(GIVEN TASK A):
List every line in the records below that contains the string "stone". Case counts.

(DOCUMENT EXCERPT):
————

90.9 WBUR - Boston's NPR news station
Top Stories:
PLEDGE NOW
Why We Keep Biting Into The Dracula Story

Was Vlad the Impaler the real life Dracula? We’ll look at the history and the myth of literature’s great vampire.

A portrait of Vlad III, also known as Vlad the Impaler. (Creative Commons)

A portrait of Vlad III, also known as Vlad the Impaler. (Creative Commons)

There is something about biting and blood that we never get over.  Luis Suarez and his bite debated round the world in the World Cup.  Bram Stoker’s Dracula, and the Victorian tale of castles and darkness that we still feel at our throats.  That story has had amazing staying power.  “I want to suck your blood!” and all the rest.  Built off the story of Transylvania’s real Vlad the Impaler.  Back to Europe’s long struggle with the Turkish caliphate.  The story never dies.  This hour On Point:  the history and myth of literature’s great vampire – Dracula.

– Tom Ashbrook

Guests

Elizabeth Miller, professor emeritus of English at Memorial University of Newfoundland. Author of “A Dracula Handbook” and “Reflections on Dracula.”

————

(GIVEN TASK B):
According to the Dracula page above, what position does Elizabeth Miller hold?

(DATA PROVIDED):
————

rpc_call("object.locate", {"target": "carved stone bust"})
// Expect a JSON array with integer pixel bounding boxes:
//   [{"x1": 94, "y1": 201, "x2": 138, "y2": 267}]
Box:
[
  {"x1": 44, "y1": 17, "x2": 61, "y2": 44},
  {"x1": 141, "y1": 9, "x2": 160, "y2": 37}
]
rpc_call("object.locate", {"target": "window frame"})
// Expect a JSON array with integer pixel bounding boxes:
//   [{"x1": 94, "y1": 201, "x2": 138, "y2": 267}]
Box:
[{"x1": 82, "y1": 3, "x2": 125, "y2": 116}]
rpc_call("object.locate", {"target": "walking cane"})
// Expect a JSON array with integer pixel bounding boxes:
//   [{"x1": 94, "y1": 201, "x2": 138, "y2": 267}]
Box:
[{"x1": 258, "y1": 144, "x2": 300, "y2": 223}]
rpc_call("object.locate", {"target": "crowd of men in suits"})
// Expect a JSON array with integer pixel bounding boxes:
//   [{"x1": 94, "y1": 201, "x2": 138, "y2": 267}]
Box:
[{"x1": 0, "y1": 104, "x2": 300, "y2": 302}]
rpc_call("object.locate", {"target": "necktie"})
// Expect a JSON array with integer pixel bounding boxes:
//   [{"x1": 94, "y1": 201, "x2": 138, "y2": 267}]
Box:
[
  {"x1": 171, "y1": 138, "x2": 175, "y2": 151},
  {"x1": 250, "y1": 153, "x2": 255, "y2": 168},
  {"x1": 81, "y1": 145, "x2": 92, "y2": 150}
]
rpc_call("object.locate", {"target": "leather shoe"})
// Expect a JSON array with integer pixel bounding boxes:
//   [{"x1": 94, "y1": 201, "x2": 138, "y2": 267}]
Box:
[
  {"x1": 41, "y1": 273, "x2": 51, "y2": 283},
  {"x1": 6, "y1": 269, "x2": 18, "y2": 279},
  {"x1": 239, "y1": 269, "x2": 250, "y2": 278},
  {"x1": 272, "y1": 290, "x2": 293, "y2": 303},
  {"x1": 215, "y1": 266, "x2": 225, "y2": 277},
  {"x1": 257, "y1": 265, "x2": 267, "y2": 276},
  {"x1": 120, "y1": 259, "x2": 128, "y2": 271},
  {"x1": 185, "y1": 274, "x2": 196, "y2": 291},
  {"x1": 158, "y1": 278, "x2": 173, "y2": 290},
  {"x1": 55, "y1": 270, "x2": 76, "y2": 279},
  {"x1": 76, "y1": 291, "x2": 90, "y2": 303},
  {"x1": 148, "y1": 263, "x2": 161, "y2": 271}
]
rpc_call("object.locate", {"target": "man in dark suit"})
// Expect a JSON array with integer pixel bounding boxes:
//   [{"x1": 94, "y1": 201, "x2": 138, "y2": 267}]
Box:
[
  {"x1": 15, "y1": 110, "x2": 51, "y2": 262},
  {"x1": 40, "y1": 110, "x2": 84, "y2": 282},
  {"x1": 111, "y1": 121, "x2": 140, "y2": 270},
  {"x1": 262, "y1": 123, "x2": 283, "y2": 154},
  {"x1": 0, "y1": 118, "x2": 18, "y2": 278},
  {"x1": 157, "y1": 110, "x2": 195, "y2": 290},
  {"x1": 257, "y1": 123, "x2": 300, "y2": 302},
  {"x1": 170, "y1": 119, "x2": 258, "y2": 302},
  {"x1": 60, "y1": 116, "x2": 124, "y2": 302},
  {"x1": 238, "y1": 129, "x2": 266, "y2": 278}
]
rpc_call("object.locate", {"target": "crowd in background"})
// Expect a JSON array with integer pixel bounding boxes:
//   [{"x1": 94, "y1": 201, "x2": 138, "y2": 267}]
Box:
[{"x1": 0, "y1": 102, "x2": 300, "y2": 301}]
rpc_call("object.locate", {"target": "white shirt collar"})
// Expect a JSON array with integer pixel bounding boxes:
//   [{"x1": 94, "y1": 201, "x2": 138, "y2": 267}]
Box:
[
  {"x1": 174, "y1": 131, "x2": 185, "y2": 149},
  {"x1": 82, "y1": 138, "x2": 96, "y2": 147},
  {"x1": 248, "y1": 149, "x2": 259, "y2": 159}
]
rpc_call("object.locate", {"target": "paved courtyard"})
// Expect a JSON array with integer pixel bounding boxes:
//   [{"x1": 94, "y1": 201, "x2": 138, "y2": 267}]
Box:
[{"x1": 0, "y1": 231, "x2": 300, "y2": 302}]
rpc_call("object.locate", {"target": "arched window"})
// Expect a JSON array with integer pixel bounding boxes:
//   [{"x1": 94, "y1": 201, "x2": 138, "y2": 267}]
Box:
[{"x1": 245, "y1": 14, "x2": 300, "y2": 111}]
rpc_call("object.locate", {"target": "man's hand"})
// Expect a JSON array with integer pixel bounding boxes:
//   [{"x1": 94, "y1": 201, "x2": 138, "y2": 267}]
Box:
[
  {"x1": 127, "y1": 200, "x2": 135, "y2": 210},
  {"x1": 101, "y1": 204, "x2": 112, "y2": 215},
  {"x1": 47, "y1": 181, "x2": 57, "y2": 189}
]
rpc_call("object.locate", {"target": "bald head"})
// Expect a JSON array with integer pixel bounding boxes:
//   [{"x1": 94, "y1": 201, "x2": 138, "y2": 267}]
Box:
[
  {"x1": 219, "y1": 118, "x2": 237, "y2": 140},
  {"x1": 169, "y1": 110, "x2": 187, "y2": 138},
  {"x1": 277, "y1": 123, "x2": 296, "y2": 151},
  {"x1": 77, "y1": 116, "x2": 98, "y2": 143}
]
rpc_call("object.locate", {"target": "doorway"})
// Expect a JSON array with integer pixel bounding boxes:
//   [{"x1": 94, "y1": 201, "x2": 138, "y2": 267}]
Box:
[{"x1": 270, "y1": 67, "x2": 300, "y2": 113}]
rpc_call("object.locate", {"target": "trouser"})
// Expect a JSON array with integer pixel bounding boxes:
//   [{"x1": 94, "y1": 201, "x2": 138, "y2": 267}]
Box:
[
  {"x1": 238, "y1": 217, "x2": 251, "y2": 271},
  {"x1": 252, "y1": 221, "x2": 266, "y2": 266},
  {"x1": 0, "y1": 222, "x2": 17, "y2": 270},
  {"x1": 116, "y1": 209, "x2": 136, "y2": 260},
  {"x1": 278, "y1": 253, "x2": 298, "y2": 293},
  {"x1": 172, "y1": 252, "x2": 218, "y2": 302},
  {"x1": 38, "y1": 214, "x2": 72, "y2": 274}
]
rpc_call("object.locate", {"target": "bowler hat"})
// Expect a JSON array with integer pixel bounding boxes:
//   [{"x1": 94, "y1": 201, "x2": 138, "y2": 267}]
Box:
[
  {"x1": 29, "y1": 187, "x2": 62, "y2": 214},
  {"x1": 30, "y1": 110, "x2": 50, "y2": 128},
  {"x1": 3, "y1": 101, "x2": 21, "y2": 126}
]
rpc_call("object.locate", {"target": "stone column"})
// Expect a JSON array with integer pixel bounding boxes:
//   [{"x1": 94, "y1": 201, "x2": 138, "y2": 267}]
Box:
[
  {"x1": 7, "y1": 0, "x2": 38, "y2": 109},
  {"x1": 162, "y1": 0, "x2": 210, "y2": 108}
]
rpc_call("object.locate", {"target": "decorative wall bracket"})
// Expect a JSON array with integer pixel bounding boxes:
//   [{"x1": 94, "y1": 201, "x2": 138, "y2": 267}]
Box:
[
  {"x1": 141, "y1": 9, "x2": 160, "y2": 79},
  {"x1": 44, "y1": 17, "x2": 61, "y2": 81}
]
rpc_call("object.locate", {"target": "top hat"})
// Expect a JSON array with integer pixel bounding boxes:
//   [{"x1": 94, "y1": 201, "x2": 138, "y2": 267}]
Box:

————

(FULL OUTPUT A):
rpc_call("object.locate", {"target": "carved stone bust"})
rpc_call("object.locate", {"target": "stone column"})

(FULL OUTPUT B):
She is professor emeritus of English at Memorial University of Newfoundland.